WORK TO COMPLETE:
Quote the records below word for word, starting at the line that contains "Q: report a point for each instance of the white table" and ending with the final line of the records.
=== SOURCE DATA ===
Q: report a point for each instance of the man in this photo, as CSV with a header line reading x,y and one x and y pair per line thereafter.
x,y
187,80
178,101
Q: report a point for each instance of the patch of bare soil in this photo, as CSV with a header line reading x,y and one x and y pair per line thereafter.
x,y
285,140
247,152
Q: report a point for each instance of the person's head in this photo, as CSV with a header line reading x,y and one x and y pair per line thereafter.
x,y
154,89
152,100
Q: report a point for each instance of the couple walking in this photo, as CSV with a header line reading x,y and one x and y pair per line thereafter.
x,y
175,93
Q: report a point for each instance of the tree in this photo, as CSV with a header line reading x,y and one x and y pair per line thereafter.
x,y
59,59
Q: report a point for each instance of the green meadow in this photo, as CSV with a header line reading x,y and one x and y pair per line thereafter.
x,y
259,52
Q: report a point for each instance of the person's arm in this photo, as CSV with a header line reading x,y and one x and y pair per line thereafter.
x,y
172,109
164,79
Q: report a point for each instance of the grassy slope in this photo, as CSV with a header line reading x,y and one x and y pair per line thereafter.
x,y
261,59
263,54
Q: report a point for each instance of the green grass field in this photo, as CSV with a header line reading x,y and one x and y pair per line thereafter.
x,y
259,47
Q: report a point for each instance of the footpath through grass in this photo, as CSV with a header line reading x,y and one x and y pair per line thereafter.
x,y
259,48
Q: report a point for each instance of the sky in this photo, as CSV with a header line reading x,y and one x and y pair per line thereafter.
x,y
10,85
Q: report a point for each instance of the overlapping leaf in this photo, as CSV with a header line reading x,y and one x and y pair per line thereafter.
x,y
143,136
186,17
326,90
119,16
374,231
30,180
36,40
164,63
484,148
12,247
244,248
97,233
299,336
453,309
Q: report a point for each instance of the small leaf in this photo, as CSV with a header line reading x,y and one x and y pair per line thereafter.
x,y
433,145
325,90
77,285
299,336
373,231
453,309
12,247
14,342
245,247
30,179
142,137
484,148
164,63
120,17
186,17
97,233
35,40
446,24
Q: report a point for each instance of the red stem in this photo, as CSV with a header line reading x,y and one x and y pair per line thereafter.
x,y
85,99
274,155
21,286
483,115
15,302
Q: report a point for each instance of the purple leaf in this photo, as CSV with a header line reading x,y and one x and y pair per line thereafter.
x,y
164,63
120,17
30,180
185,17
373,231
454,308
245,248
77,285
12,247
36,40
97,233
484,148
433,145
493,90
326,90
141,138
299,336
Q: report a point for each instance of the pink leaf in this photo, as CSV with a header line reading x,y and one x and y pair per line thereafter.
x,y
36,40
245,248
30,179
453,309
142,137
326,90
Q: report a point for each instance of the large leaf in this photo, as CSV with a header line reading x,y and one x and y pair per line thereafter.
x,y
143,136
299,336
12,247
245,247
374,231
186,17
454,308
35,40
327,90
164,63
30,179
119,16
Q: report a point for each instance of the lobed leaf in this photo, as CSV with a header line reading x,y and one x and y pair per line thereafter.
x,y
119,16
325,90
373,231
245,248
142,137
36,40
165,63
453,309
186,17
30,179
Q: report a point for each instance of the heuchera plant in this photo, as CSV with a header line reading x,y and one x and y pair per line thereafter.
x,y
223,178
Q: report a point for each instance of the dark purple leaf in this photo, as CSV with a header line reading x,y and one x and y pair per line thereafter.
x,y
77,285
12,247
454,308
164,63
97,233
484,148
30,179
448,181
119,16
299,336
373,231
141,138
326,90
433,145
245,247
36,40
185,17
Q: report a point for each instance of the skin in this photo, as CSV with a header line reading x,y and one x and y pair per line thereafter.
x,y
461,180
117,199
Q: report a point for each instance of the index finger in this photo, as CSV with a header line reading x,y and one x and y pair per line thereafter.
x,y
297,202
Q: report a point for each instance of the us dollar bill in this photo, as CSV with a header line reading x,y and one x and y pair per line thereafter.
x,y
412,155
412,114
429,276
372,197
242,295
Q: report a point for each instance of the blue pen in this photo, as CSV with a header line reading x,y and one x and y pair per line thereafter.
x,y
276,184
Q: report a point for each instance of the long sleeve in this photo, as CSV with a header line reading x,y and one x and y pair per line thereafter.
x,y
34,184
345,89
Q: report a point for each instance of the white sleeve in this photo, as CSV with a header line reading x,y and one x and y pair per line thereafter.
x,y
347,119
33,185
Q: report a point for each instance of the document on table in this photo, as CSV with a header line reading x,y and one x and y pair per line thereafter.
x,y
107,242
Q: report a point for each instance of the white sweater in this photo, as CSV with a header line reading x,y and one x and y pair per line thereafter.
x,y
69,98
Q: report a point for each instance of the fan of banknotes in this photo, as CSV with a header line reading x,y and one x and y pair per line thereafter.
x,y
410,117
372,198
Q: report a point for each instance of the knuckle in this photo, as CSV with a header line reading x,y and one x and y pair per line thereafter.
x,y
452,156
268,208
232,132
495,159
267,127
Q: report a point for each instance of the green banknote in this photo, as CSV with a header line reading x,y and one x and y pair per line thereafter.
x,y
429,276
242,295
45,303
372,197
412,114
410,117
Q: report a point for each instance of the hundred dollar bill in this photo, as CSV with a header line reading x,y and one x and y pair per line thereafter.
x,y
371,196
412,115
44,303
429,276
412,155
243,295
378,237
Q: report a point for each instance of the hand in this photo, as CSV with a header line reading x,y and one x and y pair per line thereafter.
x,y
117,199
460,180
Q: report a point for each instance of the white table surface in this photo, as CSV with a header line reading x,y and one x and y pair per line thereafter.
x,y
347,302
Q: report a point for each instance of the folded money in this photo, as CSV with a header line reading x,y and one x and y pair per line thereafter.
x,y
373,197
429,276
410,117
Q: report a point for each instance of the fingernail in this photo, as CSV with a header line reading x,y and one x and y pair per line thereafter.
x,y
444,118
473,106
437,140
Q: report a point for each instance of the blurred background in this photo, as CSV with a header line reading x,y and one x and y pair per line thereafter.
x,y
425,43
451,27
===
RESPONSE TO THIS TASK:
Q: report a point for each instance of the white table surface in this photo, as CSV with a header line reading x,y and one x and y pair per line thereafter.
x,y
347,302
Q: report a point for each instance of the folded money in this photo, as CSV with a header line reading x,y and one x and y pair per line thereafter.
x,y
373,197
429,276
410,117
Q: report a point for each instance of the fingernail in this photo, as CSV with a header line reading x,y and one x and y pair per line thereafter.
x,y
444,118
473,106
437,140
Q: report a point for each instance of the blurred background in this photo, as CSV with a header line reading x,y and one x and y pair per line thereafter.
x,y
425,43
451,27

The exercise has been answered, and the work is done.